[Study text Boundary: Start]
The Somalo (plural: Somali, صومالي) was the currency of the Trust Territory of Somaliland administered by Italy between 1950 and 1960. The "Somalo" remained officially in use in the newly created Somali Republic until 1962. It was subdivided into 100 centesimi (singular: centesimo).

==History==

On 27 January 1950, Italy was given financial administration of the Territory (of former Italian Somalia). As early as 1948 Italy had been considering the options for currencies in Somalia, in anticipation that the territory would be returned to its control. After rejecting the idea of re-introducing the Italian lira, or a currency linked to the lira, it was decided to introduce a new currency. The new currency was denominated the ‘Somalo’ and it was authorized by the Trusteeship Administration's Ordinance No.14 of 16 May 1950. The Somalo was valued at 0.124414 grammes of fine gold and was, significantly, the same value as the East African shilling. By making the Somalo equivalent to the East African shilling, it was anticipated that the transition to the new currency would be as painless as possible.In adopting the value of the East African shilling, it was also decided to utilize the same denominations in which the East African shillings were issued, although not all denominations issued by the East African Currency Board were adopted for the new currency. Notes were prepared in the denominations of 1, 5, 10, 20 and 100 Somali. (‘Somali’ being the plural of ‘Somalo’.) Coins were prepared in denominations of 1 Somalo, 50, 10, 5 and 1 "Centesimi". The designs for the notes and coins were detailed in Ordinances No.15 of 18 May 1950 and No.44 of 22 July 1950.Peter Symes.
[Study text Boundary: End]
#### Problems and tasks
(1) Using the text on the Somalo currency, explain in one to three sentences why the new currency was given the same value as the East African shilling.
(2) Pick up the text on the Somalo currency where it stops and carry it forward.
[Supplied entries Boundary: Start]
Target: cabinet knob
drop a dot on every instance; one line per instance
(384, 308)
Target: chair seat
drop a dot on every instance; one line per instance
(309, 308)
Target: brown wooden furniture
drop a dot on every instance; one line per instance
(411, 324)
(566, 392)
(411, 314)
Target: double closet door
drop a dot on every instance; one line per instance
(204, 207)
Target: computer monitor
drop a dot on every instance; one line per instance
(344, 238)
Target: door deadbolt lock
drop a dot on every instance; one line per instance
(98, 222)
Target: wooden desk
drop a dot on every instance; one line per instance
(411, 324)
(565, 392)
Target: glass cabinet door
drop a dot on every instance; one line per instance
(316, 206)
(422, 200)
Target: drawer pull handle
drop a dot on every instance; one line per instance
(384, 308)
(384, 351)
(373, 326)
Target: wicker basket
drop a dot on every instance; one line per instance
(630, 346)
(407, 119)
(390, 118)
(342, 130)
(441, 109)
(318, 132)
[Supplied entries Boundary: End]
[Supplied entries Boundary: Start]
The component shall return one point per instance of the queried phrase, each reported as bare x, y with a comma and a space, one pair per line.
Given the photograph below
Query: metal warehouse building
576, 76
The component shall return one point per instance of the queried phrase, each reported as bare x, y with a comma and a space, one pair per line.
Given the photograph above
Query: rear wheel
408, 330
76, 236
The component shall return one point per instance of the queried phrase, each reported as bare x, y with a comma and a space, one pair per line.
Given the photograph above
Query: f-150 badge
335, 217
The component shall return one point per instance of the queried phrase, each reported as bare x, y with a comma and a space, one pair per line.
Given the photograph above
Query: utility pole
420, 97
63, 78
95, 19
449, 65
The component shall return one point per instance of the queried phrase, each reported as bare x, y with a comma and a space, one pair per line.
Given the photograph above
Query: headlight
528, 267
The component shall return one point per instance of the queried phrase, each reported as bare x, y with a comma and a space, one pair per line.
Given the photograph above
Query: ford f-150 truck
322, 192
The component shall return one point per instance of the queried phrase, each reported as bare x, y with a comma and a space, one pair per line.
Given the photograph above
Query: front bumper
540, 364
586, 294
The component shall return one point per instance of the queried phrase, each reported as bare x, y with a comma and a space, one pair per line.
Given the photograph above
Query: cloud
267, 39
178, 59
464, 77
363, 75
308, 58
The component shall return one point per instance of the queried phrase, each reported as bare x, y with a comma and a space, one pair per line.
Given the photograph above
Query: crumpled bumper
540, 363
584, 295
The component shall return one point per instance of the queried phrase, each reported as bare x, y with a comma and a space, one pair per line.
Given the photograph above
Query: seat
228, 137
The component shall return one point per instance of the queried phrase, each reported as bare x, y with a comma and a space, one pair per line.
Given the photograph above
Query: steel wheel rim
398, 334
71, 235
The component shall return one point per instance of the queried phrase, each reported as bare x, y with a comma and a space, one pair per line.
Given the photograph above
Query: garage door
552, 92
[Supplied entries Boundary: End]
[Supplied entries Boundary: Start]
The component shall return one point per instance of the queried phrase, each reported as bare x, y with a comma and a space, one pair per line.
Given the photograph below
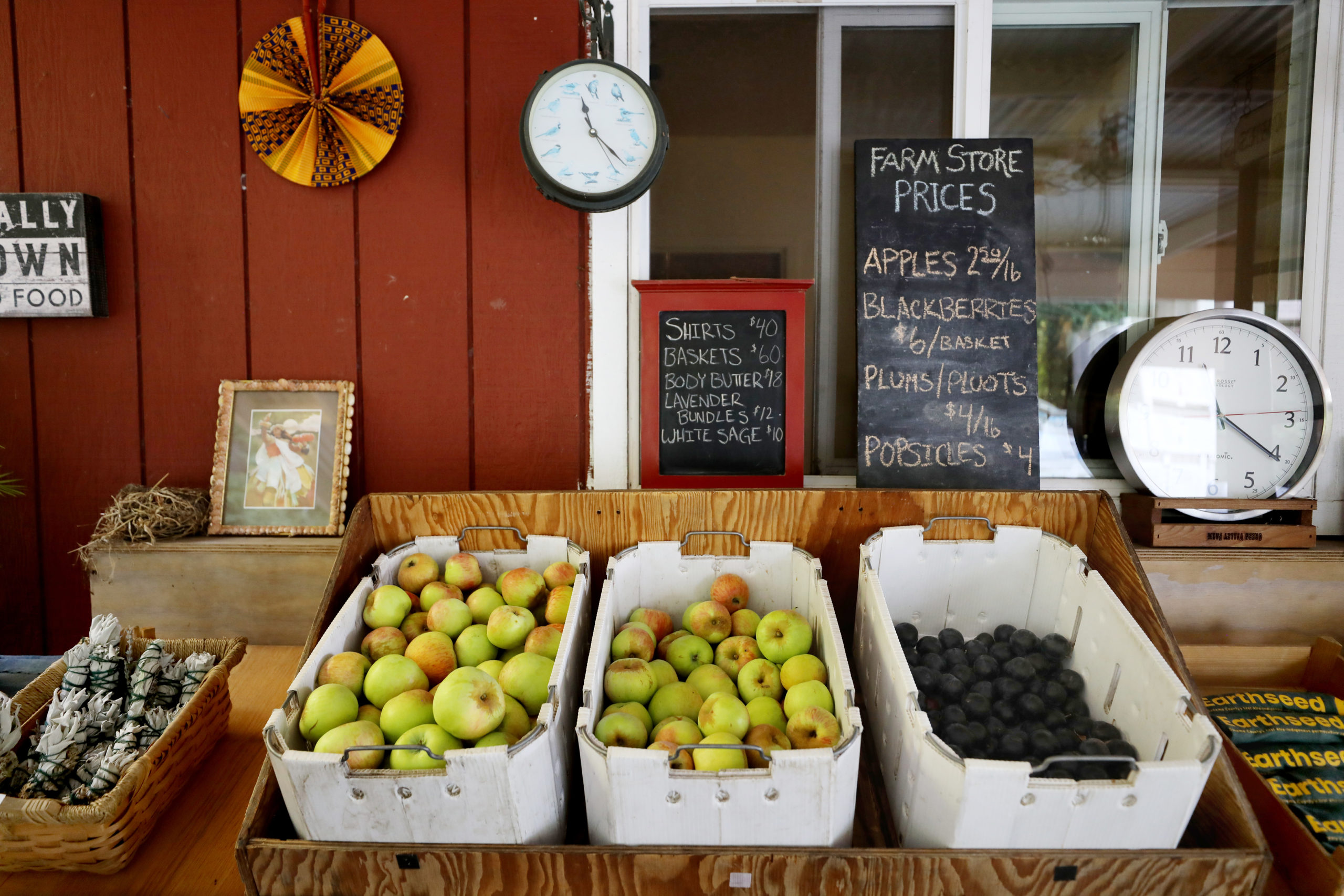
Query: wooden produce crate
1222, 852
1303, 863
[Supplied entries Boundary: End]
#### Task-by-task outputs
(1) The Somalo was made equivalent to the East African shilling so that the transition to the new currency would be as painless as possible.

(2)
The "Somalo" was authorized by Trusteeship Administration Ordinance No. 14 of 16 May 1950. A currency exchange was scheduled to last from 16 May until 22 July, but was eventually extended until 22 August. The somalo replaced the East African shilling at par and remained equal to it.

It replaced the small amount of Italian lire in circulation at 1 Somalo = L. 87.49. It was given an IMF parity of 124.414 mg fine gold, equal to one shilling sterling. Internationally, this currency became known as the Somali shilling when Somalia became independent on 1 July 1960.

The Somalo/shilling was replaced at par on 15 December 1962 (along with the East African shilling circulating in British Somaliland) by the scellino (Somali shilling).

Following independence in 1960, the somalo of Italian Somaliland and the East African shilling (which were equal in value) were replaced at par in 1962 by the Somali shilling. Names used for the denominations were cent (singular: centesimo; plural: centesimi) and سنت (plural: سنتيمات and سنتيما) together with shilling (singular: scellino; plural: scellini) and شلن.

==Coins==

In 1950, coins were introduced in denominations of 1, 5, 10 and 50 centesimi and 1 somalo. The three lower denominations were minted in copper, with the higher two being struck in silver.

==Banknotes==

The Cassa per la Circolazione Monetaria della Somalia, headquartered in Rome, began operations 18 April 1950 and was authorized to issue 55 million shillings in paper money. It released notes in denominations of 1, 5, 10, 20 and 100 Somali on 22 May 1950. The banknotes were written in Italian and Arabic languages.

A smaller version of the 5-Somali note was put into circulation in May 1951. These notes were withdrawn beginning 15 December 1962 and ceased to be legal tender on 31 December 1963.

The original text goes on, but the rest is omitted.